**GOAL OF THE EXERCISE**. State only the number of lines in the records below that contain the string "padlock".

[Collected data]
##########
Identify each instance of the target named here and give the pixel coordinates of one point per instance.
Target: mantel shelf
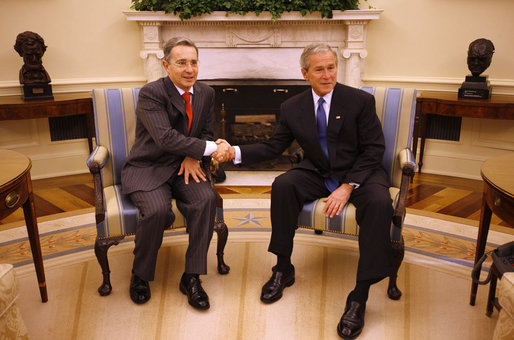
(220, 16)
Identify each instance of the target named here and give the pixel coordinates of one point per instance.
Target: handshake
(225, 151)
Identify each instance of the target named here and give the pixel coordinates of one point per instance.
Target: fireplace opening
(247, 112)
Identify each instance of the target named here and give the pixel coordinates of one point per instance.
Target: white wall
(415, 43)
(423, 44)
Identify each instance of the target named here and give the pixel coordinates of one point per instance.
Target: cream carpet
(434, 304)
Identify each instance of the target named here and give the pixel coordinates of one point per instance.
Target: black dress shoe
(272, 290)
(139, 290)
(352, 321)
(196, 296)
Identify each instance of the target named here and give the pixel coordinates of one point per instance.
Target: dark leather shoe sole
(191, 301)
(288, 282)
(351, 336)
(139, 290)
(355, 319)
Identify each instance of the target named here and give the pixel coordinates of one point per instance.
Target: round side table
(15, 192)
(498, 197)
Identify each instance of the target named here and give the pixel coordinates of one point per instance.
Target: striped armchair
(115, 214)
(396, 111)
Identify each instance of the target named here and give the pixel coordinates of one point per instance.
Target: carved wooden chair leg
(222, 231)
(101, 248)
(393, 291)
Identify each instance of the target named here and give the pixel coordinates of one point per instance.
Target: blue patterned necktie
(331, 182)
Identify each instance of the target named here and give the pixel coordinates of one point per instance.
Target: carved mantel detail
(246, 41)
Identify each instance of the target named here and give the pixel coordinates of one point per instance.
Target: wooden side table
(63, 104)
(15, 192)
(498, 197)
(447, 104)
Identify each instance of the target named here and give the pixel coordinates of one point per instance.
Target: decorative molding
(345, 31)
(500, 86)
(219, 16)
(13, 88)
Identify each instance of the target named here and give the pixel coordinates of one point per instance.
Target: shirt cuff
(210, 147)
(354, 185)
(237, 159)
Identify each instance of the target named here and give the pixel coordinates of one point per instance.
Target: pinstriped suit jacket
(162, 141)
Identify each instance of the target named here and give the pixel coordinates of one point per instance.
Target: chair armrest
(408, 166)
(407, 161)
(296, 156)
(98, 157)
(95, 163)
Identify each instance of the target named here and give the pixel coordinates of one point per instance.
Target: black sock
(284, 264)
(361, 291)
(188, 276)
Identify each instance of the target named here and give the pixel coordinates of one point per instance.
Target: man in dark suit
(343, 146)
(173, 133)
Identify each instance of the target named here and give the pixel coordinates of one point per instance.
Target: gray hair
(305, 58)
(177, 41)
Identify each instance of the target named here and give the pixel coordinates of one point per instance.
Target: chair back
(115, 124)
(396, 110)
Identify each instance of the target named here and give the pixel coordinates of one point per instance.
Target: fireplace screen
(247, 114)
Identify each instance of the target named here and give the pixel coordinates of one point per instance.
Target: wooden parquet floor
(458, 197)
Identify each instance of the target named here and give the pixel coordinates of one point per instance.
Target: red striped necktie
(189, 110)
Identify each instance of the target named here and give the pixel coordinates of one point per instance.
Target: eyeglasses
(182, 63)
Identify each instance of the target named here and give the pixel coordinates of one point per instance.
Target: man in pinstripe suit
(173, 132)
(343, 144)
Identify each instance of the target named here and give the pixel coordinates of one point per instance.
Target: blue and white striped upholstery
(396, 111)
(115, 122)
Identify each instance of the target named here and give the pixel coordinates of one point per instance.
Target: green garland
(187, 9)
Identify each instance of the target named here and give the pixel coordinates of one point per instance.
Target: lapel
(336, 116)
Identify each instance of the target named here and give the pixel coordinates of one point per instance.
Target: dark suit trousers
(196, 201)
(374, 214)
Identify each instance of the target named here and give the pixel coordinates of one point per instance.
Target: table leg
(483, 230)
(30, 219)
(492, 291)
(423, 136)
(415, 132)
(90, 123)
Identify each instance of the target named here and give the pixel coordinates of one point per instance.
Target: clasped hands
(225, 151)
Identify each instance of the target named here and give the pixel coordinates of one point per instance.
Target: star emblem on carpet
(249, 219)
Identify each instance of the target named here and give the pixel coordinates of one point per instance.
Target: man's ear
(304, 73)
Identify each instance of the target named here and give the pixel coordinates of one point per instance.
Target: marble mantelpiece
(257, 47)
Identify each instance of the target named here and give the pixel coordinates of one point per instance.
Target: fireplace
(253, 61)
(247, 112)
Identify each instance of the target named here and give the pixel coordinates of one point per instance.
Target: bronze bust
(31, 47)
(480, 54)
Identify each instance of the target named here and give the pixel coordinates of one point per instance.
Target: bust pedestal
(475, 87)
(37, 91)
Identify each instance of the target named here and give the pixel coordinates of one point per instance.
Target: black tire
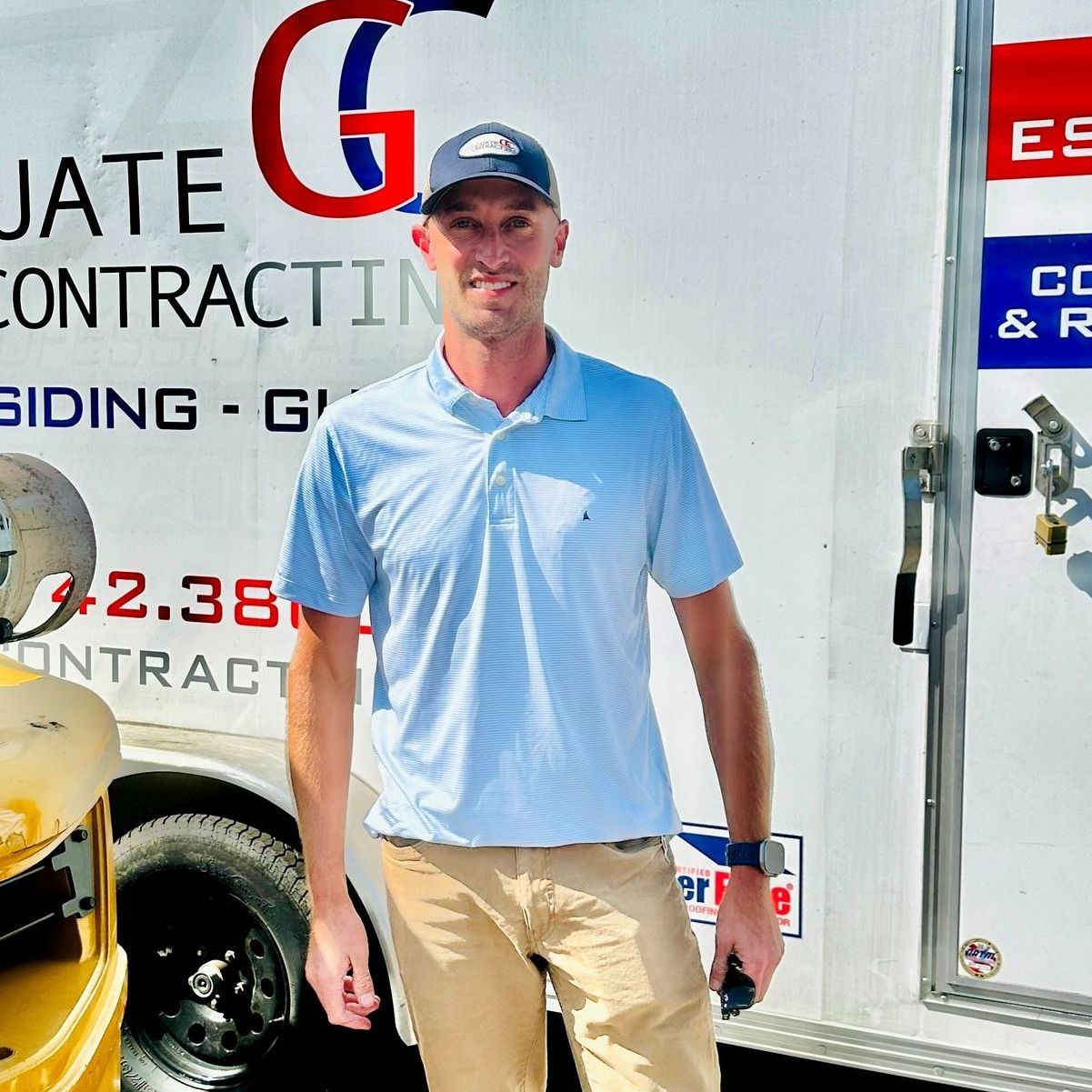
(214, 917)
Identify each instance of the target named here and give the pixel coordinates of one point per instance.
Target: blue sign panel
(1037, 303)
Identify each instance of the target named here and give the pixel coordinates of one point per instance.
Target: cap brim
(429, 203)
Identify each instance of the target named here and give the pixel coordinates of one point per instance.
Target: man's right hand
(337, 966)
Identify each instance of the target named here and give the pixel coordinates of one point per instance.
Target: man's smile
(490, 289)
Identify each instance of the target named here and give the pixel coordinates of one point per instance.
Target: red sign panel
(1041, 109)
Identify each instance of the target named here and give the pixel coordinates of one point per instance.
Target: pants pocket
(635, 844)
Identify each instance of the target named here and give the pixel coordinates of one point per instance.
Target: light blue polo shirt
(506, 563)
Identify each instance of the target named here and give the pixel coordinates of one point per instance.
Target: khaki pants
(477, 929)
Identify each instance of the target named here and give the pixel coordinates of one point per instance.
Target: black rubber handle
(902, 629)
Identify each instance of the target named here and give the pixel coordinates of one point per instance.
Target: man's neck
(504, 371)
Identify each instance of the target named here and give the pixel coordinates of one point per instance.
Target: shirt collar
(559, 393)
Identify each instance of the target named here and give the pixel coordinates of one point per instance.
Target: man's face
(492, 244)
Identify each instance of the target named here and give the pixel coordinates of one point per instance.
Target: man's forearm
(738, 731)
(320, 748)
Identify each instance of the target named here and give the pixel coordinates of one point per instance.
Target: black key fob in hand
(737, 989)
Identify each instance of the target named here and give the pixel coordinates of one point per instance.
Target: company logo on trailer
(1039, 109)
(384, 188)
(704, 877)
(979, 957)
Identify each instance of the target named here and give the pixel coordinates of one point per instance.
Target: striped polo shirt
(506, 563)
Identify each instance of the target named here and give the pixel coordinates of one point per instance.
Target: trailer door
(1011, 761)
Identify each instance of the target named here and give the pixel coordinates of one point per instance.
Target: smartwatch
(766, 857)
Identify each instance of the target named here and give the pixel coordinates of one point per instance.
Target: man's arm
(737, 727)
(321, 688)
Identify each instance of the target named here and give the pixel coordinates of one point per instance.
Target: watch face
(772, 857)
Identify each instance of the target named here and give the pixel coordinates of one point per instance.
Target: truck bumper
(87, 1057)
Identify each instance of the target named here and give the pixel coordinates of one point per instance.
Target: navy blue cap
(490, 151)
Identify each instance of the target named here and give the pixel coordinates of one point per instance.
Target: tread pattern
(283, 863)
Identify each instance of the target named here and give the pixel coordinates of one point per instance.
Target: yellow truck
(63, 976)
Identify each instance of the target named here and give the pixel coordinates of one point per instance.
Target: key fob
(737, 989)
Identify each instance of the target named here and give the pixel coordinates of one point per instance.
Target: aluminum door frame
(941, 987)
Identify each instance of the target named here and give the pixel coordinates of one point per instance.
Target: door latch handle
(922, 476)
(1055, 434)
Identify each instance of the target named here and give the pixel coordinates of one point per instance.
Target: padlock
(1050, 533)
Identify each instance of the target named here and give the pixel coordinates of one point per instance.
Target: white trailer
(780, 210)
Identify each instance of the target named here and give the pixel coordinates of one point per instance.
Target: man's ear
(424, 244)
(560, 238)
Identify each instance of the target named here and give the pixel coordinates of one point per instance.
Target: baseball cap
(490, 150)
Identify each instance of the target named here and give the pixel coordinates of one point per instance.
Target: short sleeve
(326, 561)
(690, 545)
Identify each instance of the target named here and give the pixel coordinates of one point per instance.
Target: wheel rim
(207, 984)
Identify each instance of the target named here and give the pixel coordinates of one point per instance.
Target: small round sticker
(979, 957)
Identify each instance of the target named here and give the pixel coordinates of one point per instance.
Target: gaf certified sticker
(979, 957)
(704, 877)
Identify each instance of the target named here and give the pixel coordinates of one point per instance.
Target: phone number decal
(249, 602)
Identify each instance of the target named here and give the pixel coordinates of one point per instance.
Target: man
(503, 503)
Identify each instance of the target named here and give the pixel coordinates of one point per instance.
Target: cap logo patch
(488, 145)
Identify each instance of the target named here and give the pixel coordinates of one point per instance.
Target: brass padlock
(1050, 533)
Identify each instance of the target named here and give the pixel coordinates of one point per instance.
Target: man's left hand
(747, 925)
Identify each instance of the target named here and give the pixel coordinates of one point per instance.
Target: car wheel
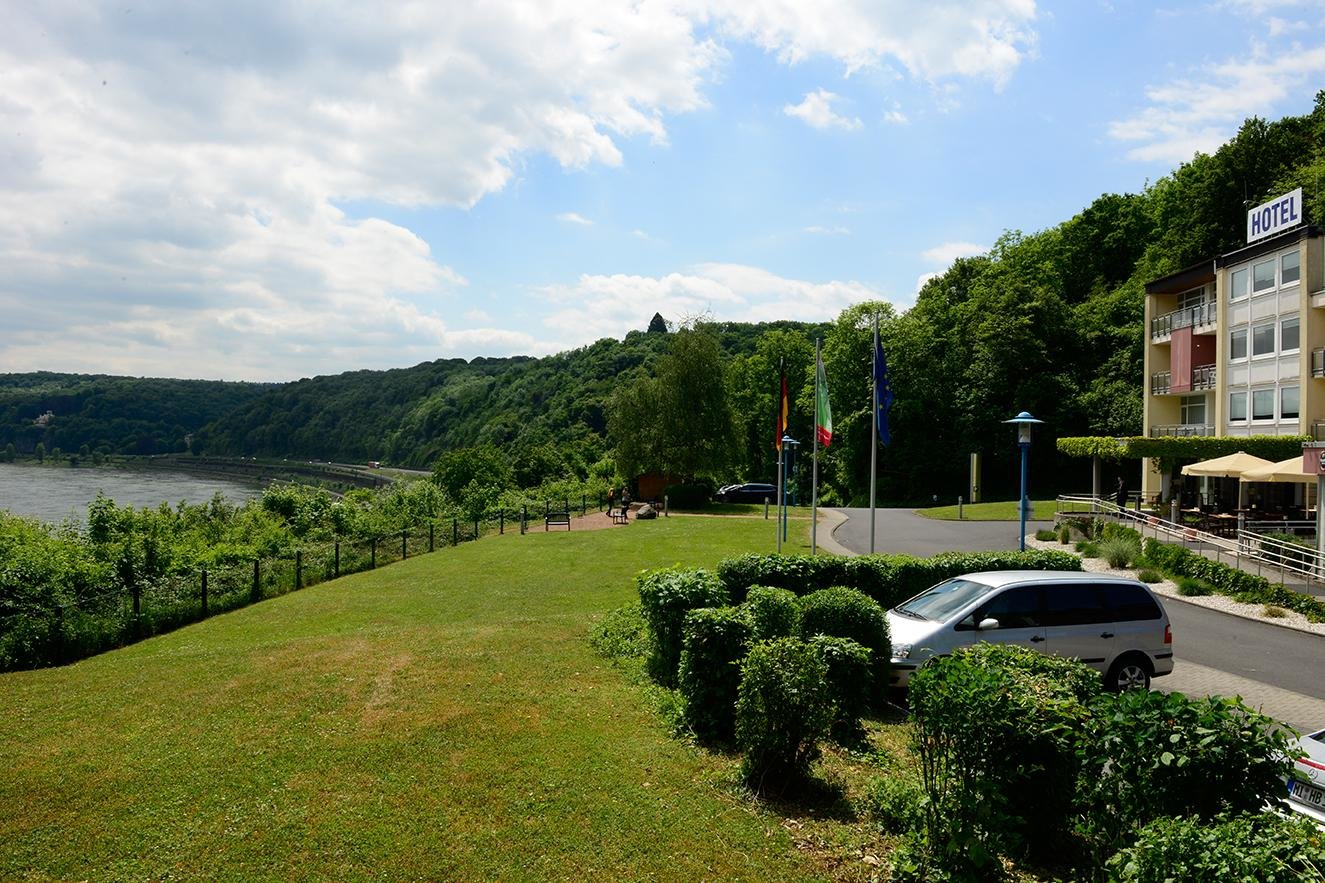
(1129, 672)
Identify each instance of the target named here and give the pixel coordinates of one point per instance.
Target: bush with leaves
(1149, 755)
(774, 613)
(1254, 846)
(714, 642)
(667, 595)
(783, 708)
(994, 723)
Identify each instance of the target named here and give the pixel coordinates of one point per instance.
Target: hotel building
(1235, 345)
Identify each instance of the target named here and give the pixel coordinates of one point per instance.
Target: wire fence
(39, 633)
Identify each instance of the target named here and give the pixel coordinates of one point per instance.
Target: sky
(265, 190)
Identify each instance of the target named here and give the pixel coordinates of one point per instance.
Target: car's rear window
(944, 599)
(1130, 602)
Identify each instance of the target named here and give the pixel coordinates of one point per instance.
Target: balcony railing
(1202, 378)
(1165, 325)
(1181, 430)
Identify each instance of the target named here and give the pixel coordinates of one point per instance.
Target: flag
(883, 391)
(823, 415)
(781, 419)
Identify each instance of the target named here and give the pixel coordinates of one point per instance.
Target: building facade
(1235, 345)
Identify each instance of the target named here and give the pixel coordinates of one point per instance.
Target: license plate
(1307, 793)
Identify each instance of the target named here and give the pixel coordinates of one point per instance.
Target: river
(56, 492)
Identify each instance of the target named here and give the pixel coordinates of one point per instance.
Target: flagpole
(814, 481)
(873, 431)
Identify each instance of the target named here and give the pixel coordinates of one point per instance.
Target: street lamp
(1023, 422)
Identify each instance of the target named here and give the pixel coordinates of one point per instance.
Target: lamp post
(1024, 422)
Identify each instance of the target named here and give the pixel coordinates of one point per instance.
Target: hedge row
(1230, 581)
(889, 580)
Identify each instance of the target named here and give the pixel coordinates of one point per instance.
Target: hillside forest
(1050, 322)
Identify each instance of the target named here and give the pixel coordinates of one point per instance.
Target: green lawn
(443, 717)
(1002, 511)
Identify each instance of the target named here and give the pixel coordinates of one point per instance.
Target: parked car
(1307, 784)
(747, 492)
(1111, 623)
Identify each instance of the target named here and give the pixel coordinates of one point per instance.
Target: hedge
(1230, 581)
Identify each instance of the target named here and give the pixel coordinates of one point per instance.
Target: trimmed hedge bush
(1149, 755)
(1256, 846)
(851, 683)
(783, 708)
(774, 613)
(714, 643)
(1230, 581)
(667, 595)
(889, 580)
(994, 724)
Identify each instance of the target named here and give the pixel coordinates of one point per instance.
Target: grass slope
(443, 717)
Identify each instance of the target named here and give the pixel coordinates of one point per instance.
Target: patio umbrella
(1227, 467)
(1289, 470)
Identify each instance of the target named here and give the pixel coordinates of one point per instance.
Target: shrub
(1120, 550)
(895, 804)
(716, 641)
(1256, 846)
(783, 708)
(1148, 755)
(665, 597)
(774, 613)
(851, 679)
(995, 723)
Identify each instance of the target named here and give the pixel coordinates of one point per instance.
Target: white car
(1307, 784)
(1111, 623)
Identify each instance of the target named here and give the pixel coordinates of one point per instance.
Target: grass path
(441, 719)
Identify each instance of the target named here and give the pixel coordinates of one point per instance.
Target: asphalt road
(1243, 648)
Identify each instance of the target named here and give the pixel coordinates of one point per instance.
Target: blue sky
(268, 190)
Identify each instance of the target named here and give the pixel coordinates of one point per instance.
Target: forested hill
(111, 414)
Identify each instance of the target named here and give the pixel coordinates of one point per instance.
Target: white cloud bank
(184, 187)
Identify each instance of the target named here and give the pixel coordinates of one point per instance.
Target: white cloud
(1201, 112)
(816, 112)
(612, 305)
(948, 252)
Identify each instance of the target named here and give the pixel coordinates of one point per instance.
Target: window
(1289, 269)
(1238, 285)
(1263, 276)
(1193, 410)
(1238, 344)
(1263, 405)
(1288, 336)
(1263, 340)
(1288, 403)
(1236, 407)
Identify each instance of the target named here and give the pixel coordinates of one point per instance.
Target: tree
(677, 422)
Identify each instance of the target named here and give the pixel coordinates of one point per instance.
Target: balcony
(1179, 430)
(1202, 378)
(1187, 317)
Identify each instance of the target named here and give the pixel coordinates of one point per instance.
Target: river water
(56, 492)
##########
**OUTPUT BELOW**. 2